THE PROBLEM: Swap "pixel coordinates" for "pixel positions" everywhere in the listing below. Leave all other text as it is.

## Begin INPUT

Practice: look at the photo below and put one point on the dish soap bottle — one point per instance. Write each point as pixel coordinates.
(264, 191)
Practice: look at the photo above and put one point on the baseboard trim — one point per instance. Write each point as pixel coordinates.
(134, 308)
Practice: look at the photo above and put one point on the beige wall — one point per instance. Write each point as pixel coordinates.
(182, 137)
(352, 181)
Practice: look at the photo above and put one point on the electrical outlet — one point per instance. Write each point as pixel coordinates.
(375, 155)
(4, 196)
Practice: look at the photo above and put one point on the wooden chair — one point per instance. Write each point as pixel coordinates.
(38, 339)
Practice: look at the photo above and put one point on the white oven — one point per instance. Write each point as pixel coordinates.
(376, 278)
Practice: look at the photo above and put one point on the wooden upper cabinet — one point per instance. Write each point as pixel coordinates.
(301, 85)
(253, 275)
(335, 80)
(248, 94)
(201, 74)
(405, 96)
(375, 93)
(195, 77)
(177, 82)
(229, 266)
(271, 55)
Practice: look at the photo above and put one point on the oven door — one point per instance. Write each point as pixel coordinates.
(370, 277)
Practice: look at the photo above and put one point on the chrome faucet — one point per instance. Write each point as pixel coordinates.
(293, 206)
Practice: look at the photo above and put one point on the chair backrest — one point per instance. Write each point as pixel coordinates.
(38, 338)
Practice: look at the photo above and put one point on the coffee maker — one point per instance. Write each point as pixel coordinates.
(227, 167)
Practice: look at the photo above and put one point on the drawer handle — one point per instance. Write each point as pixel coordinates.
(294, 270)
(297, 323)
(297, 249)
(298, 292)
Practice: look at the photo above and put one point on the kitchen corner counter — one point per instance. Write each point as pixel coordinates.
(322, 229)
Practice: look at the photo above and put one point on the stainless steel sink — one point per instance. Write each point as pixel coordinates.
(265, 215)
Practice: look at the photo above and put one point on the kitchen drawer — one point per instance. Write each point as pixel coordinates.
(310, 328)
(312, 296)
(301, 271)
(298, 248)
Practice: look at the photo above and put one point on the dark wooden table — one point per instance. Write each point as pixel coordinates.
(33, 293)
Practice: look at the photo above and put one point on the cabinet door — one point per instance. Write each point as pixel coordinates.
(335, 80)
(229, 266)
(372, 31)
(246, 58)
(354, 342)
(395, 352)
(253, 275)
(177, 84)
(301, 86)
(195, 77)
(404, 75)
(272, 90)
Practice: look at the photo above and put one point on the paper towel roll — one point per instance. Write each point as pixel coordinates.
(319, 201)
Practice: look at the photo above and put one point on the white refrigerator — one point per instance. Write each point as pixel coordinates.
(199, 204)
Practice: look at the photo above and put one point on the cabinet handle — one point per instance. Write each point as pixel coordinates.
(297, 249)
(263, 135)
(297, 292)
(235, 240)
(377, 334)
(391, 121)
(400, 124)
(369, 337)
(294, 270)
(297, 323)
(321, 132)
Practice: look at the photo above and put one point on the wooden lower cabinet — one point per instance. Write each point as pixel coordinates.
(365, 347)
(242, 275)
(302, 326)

## End INPUT

THE COMPLETED TASK:
Practice: look at the photo below and put one point on the dish soap bottle — one point per instance. Write each point as pixel positions.
(264, 191)
Practice: look at the photo above and put one point on the baseboard trim — one point per instance. Write each point as pixel positions.
(134, 308)
Practice: look at the photo above and put one point on the beige wall — one point per instance. Write each point as pixel positions.
(182, 137)
(352, 181)
Practice: look at the photo above and put one point on the electrical outlet — one point per instance. Write each point as pixel positions.
(375, 155)
(4, 196)
Practice: look at the photo above and put one point on the wooden chair — one point per instance. Write each point as pixel positions.
(38, 339)
Practice: look at the photo above and put one point on the white oven — one point per instance. Write each point as pixel positions.
(376, 278)
Practice: look at the photo above and put one point on the wooden upper cabinet — one point per instance. Write each point as pixel positions.
(301, 85)
(253, 275)
(335, 80)
(248, 94)
(201, 74)
(405, 96)
(375, 93)
(195, 77)
(177, 82)
(229, 266)
(271, 55)
Practice: look at the photo above and put one point on the oven door — one point per instance. Write each point as pixel positions.
(370, 277)
Practice: look at the photo above and put one point on the chrome faucet — one point per instance. Write each point as pixel positions.
(293, 206)
Practice: look at the photo above and put one point on the chair backrest — one point per instance. Write each point as pixel positions.
(38, 338)
Practice: look at the photo above and put one point on the coffee maker — one point per instance. Write each point as pixel positions.
(227, 167)
Practice: look at the photo above and put one point on the drawer handle — one point per instance. Write each point as pixel positions.
(294, 270)
(297, 323)
(297, 249)
(298, 292)
Practice: look at the photo above and put one point on the kitchen corner counter — one point per instance. Write each point as pixel positions.
(322, 229)
Practice: look at the photo above and put one point on the stainless steel sink — one point per instance. Write each point as pixel positions.
(265, 215)
Practice: look at the photo above and put one point on the kitchen drawer — one point per instance. Write each point as pixel positions.
(310, 328)
(312, 296)
(301, 271)
(298, 248)
Practice: look at the photo above and put one point on the dark wooden table — one point per instance. Write each point as pixel positions.
(33, 293)
Practice: look at the photo above and put one point on the cabinet door — one point per instance. Write each point as pixel positions.
(335, 80)
(229, 266)
(372, 31)
(246, 58)
(354, 342)
(395, 352)
(253, 275)
(177, 84)
(301, 86)
(195, 77)
(404, 75)
(272, 90)
Practice: look at the photo above and put one point on the paper towel roll — one point per instance. Write each point as pixel positions.
(319, 201)
Practice: look at the photo above and put one point on the white refrigerator — one point per instance. Write each point as pixel positions.
(199, 204)
Practice: look at the photo above and put one point on the cabinet handle — one point per instance. Write each point as pixel positions.
(297, 249)
(263, 135)
(297, 292)
(235, 240)
(377, 334)
(391, 121)
(400, 124)
(369, 337)
(294, 270)
(297, 323)
(321, 132)
Practice: look at the photo above and put one point on the wooden lower cabinet — one point per instance. Write each point as pixel positions.
(365, 347)
(242, 275)
(302, 326)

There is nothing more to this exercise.